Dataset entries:
--*--
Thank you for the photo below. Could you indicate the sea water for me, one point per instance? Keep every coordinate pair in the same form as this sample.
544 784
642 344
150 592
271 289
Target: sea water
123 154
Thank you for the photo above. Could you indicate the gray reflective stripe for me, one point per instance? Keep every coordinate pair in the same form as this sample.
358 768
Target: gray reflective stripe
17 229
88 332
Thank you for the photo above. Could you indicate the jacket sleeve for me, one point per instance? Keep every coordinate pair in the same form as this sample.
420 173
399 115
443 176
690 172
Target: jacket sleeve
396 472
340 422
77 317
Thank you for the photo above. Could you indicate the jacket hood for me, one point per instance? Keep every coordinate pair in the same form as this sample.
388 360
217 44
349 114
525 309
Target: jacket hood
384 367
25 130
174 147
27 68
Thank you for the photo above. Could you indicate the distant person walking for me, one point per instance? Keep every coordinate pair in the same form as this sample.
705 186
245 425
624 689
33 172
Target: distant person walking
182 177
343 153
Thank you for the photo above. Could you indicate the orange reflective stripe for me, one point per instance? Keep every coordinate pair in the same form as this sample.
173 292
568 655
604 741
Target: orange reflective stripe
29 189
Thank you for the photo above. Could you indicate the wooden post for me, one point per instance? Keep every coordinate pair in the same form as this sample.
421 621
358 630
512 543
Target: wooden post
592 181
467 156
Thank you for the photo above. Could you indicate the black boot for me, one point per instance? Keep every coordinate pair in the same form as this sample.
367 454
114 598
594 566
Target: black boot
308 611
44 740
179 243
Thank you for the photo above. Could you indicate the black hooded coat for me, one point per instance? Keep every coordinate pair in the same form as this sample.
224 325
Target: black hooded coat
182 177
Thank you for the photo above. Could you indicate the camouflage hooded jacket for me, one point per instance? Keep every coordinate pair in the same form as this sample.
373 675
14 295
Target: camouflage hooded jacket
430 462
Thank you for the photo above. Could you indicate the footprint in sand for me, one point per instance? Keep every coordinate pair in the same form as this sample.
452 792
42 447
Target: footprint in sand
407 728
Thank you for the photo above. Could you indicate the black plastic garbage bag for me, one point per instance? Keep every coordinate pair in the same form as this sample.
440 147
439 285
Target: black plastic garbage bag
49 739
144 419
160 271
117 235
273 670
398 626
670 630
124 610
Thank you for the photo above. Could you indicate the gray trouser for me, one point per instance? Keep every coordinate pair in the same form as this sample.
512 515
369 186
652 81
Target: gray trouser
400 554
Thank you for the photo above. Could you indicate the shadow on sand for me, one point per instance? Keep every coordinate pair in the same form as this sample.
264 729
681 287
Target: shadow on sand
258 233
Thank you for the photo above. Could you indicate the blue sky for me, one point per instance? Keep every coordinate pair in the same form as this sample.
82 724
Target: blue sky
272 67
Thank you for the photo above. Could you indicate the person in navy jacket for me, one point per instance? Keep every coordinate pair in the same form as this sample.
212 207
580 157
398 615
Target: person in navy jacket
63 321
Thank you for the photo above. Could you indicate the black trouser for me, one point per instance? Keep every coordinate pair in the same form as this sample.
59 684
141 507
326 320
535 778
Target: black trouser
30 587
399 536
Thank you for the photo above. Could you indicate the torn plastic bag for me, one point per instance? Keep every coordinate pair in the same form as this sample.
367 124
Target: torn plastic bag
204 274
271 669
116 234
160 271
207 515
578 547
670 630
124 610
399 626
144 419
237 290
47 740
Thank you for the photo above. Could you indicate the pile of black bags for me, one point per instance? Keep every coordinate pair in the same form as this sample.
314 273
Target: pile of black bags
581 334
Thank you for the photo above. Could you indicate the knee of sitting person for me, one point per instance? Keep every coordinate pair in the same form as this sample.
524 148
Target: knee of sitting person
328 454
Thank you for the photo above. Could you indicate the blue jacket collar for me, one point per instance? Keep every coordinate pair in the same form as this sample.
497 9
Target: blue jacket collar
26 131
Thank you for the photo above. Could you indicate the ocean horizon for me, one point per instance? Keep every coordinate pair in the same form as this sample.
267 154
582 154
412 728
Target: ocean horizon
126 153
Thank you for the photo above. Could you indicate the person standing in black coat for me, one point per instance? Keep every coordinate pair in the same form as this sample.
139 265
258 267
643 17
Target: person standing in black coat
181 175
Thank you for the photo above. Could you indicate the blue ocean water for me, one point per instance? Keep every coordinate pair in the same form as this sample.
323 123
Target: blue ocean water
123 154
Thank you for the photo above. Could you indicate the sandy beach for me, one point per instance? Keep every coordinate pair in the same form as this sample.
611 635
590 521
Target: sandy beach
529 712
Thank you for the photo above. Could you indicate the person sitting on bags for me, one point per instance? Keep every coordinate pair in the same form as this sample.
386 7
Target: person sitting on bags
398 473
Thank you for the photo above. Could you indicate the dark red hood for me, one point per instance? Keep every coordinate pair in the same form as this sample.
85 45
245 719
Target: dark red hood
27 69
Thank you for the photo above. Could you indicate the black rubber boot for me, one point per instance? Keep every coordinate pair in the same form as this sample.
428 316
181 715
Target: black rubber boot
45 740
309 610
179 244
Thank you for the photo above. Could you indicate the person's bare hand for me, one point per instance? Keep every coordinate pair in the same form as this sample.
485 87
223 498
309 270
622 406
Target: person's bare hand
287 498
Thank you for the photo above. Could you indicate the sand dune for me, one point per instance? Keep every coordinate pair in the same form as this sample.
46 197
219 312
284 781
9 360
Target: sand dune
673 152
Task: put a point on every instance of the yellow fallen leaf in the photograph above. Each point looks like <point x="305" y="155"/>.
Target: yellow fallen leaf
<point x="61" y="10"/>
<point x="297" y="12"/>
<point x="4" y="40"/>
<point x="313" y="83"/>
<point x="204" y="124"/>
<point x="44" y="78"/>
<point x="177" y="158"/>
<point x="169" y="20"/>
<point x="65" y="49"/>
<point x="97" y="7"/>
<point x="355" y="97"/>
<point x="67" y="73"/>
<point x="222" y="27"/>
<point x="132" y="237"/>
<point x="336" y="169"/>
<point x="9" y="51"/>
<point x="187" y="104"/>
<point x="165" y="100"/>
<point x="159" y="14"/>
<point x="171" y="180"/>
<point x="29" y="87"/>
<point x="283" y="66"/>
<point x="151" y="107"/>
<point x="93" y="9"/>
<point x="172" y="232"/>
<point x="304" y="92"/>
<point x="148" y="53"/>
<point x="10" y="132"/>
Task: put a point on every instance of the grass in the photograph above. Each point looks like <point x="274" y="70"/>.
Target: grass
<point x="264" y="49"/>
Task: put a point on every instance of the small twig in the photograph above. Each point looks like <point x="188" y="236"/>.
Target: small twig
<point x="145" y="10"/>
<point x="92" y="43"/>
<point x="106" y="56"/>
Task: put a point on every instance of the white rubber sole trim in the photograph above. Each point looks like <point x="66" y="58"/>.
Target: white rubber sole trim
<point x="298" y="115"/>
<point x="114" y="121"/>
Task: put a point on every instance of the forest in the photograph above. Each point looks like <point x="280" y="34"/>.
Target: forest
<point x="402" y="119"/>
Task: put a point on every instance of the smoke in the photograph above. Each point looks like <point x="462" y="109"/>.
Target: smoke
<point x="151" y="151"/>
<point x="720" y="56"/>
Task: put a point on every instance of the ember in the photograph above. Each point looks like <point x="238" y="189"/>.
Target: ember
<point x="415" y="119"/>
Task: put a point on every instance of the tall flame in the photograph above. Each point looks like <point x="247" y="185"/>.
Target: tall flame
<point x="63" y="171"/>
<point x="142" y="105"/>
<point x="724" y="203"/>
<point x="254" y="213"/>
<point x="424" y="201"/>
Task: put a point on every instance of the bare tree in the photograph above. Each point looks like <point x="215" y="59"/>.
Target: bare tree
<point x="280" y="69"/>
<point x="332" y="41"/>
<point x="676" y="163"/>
--*--
Aim of the exercise:
Copy the records word for word.

Finished exercise:
Thank you for the photo below. Could you indicate the sea water for me, one point per instance? Keep every coordinate pair in the same form as this sample.
544 784
642 344
150 592
271 289
Target: sea water
123 154
Thank you for the photo above. Could you indicate the gray reflective stripe for me, one point per instance? Keep every coordinate pair in the same form as this sample.
358 768
Target: gray reflective stripe
17 229
88 332
Thank you for the photo above. Could you indicate the jacket sleeve for me, one point per instance? Keep every coordinate pair in the same form as this sample.
420 173
399 115
443 176
690 172
Target: jacket sleeve
396 472
340 422
77 317
Thank you for the photo above. Could you indicate the jacket hood for me, one point per instance? Keep every coordinate pair in the same form as this sample.
388 360
217 44
349 114
525 309
Target: jacket hood
384 367
25 130
174 147
27 68
Thank you for the photo above. Could you indicate the distant person walking for me, one point per instance? Keep every coordinate pair in the same form as this sample.
705 186
245 425
624 689
33 172
Target: distant person walking
182 177
343 153
Thank you for the photo above. Could you indicate the orange reflective stripe for me, one point per instance? Keep every coordinate pair in the same form as this sample.
173 292
568 655
604 741
Target: orange reflective stripe
29 189
Thank you for the photo above. Could you indicate the wooden post for me, one point per instance? Keep every coordinate pair in the same form as this sample.
421 621
358 630
512 543
Target: wooden post
592 181
467 156
Thank you for the photo above. Could you indicate the black boot for me, one point per instance? Keep every coordinate pair in the same form as this sample.
367 454
114 598
594 566
Target: black boot
308 611
44 740
179 243
Thank you for the photo above. Could you indicate the black hooded coat for me, one point per instance? Keep every coordinate pair in the same form as this sample.
224 325
Target: black hooded coat
182 177
Thank you for the photo above. Could you indicate the camouflage hooded jacket for me, one point per instance? Keep every coordinate pair in the same form as this sample.
373 675
14 295
Target: camouflage hooded jacket
430 462
Thank you for the photo above. Could you indicate the footprint in sand for me, one point per instance? Keep every coordinate pair in the same form as this sample.
452 792
42 447
Target: footprint in sand
407 728
Thank you for the photo above. Could you indicate the black plastic garbage bag for me, one point per instance? Keep every coordinate pair in the same form as this sample.
440 147
439 285
Target: black plastic garbage bag
49 739
144 419
160 271
117 235
273 670
398 626
670 630
124 610
Thank you for the photo above. Could you indicate the gray trouser for me, one point per instance? Keep every coordinate pair in the same form as this sample.
512 515
369 186
652 81
Target: gray trouser
400 554
Thank you for the photo above. Could you indicate the shadow on sand for me, one point per instance? Keep every coordinate pair in the same form as this sample.
264 729
681 287
Target: shadow on sand
258 233
Thank you for the photo above. Could you indicate the blue sky for me, one point per instance? Keep every coordinate pair in the same form as this sample.
82 724
Target: blue sky
272 67
Thank you for the photo above. Could you indicate the person in navy jacket for me, one point per instance? Keep every coordinate pair in the same form as this sample.
212 207
580 157
398 615
Target: person in navy jacket
63 321
Thank you for the photo above. Could you indicate the black trouser for me, one point per instance? Keep every coordinate pair in the same form as this sample.
59 684
141 507
326 320
535 778
Target: black trouser
30 587
399 536
Thank you for the photo above. Could you indicate the torn plastic bag for me, one point per instance? Keep every coordinate pair in the same form as this sample.
367 124
Target: torn plastic bag
204 274
271 669
116 234
160 271
207 515
578 547
670 630
124 610
399 626
144 419
237 290
47 740
Thank you for the photo above. Could you indicate the pile of black bags for me, one point per instance? Keep every coordinate pair in the same form as this sample.
314 273
Target: pile of black bags
581 334
Thank you for the photo above. Could you indicate the knee of sitting person for me, one point per instance? Keep every coordinate pair in the same form as this sample.
524 148
Target: knee of sitting person
328 454
Thank you for the photo above. Could you indicate the blue jacket collar for me, one point per instance? Keep every coordinate pair in the same form as this sample.
497 9
Target: blue jacket collar
26 131
Thank you for the photo above. Could you indicate the ocean horizon for me, one point per instance? Keep every coordinate pair in the same form as this sample.
267 154
582 154
412 728
Target: ocean horizon
126 153
Thank you for the photo above. Could you indicate the person standing in black coat for me, one point per instance? Keep every coordinate pair in the same form as this sample.
139 265
258 267
643 17
Target: person standing in black coat
181 175
Thank you for the photo above. Could you indicate the blue ocean water for me, one point per instance? Keep every coordinate pair in the same form as this sample.
323 123
Target: blue ocean water
123 154
Thank you for the photo above. Could you indicate the sandy beach for me, one point per instance? Keep every coordinate pair in the same form as this sample.
611 635
590 521
Target: sandy beach
529 712
Thank you for the photo above. Could you indicate the person sitting on bags for me, one point per instance? Keep every coordinate pair in the same form as this sample.
386 7
Target: person sitting on bags
398 473
Thank you for the photo above. Could you indicate the dark red hood for me, one point per instance? Keep every coordinate pair in the same form as this sample.
85 45
245 719
Target: dark red hood
27 69
Thank you for the photo above. Could you indicate the black rubber boot for me, one point per instance? Keep every coordinate pair in the same form as this sample.
428 316
181 715
Target: black rubber boot
45 740
309 610
179 244
Thank you for the photo above. Could you indicate the person's bare hand for me, one point per instance? Keep every coordinate pair in the same form as this sample.
485 87
223 498
309 270
622 406
Target: person's bare hand
287 498
Thank you for the photo above. Could you indicate the sand dune for me, one point per instance? Keep every coordinate pair in the same form as this sample.
46 197
219 312
284 781
9 360
Target: sand dune
673 152
Task: put a point on every instance of the yellow fallen leaf in the photograph above. Each point looks like <point x="305" y="155"/>.
Target: yellow fallen leaf
<point x="61" y="10"/>
<point x="297" y="12"/>
<point x="4" y="40"/>
<point x="313" y="83"/>
<point x="204" y="124"/>
<point x="44" y="78"/>
<point x="177" y="158"/>
<point x="169" y="20"/>
<point x="65" y="49"/>
<point x="97" y="7"/>
<point x="355" y="97"/>
<point x="67" y="73"/>
<point x="222" y="27"/>
<point x="132" y="237"/>
<point x="336" y="169"/>
<point x="9" y="51"/>
<point x="187" y="104"/>
<point x="165" y="100"/>
<point x="159" y="14"/>
<point x="171" y="180"/>
<point x="29" y="87"/>
<point x="283" y="66"/>
<point x="151" y="107"/>
<point x="93" y="9"/>
<point x="172" y="232"/>
<point x="304" y="92"/>
<point x="148" y="53"/>
<point x="10" y="132"/>
Task: put a point on every instance of the grass in the photograph above. Each point looks like <point x="274" y="70"/>.
Target: grass
<point x="264" y="49"/>
Task: put a point on every instance of the small twig in the photograph above. Each point looks like <point x="188" y="236"/>.
Target: small twig
<point x="145" y="10"/>
<point x="92" y="43"/>
<point x="106" y="56"/>
Task: put a point on every instance of the white rubber sole trim in the photograph above. Each point looks like <point x="66" y="58"/>.
Target: white rubber sole trim
<point x="298" y="115"/>
<point x="114" y="121"/>
Task: put a point on every instance of the forest in the photograph above. Each point looks like <point x="280" y="34"/>.
Target: forest
<point x="402" y="119"/>
Task: put a point on every instance of the smoke in the photograph above. Each point looks like <point x="462" y="109"/>.
Target: smoke
<point x="151" y="151"/>
<point x="720" y="56"/>
Task: put a point on every instance of the ember in the photograph above. Each point looks like <point x="238" y="189"/>.
Target: ember
<point x="415" y="119"/>
Task: put a point on every instance of the tall flame in the photograph above. Each point looks like <point x="247" y="185"/>.
Target: tall flame
<point x="63" y="171"/>
<point x="142" y="105"/>
<point x="724" y="203"/>
<point x="254" y="213"/>
<point x="424" y="201"/>
Task: put a point on every instance of the bare tree in the photograph above. Each point looks like <point x="215" y="59"/>.
Target: bare tree
<point x="280" y="69"/>
<point x="332" y="41"/>
<point x="676" y="163"/>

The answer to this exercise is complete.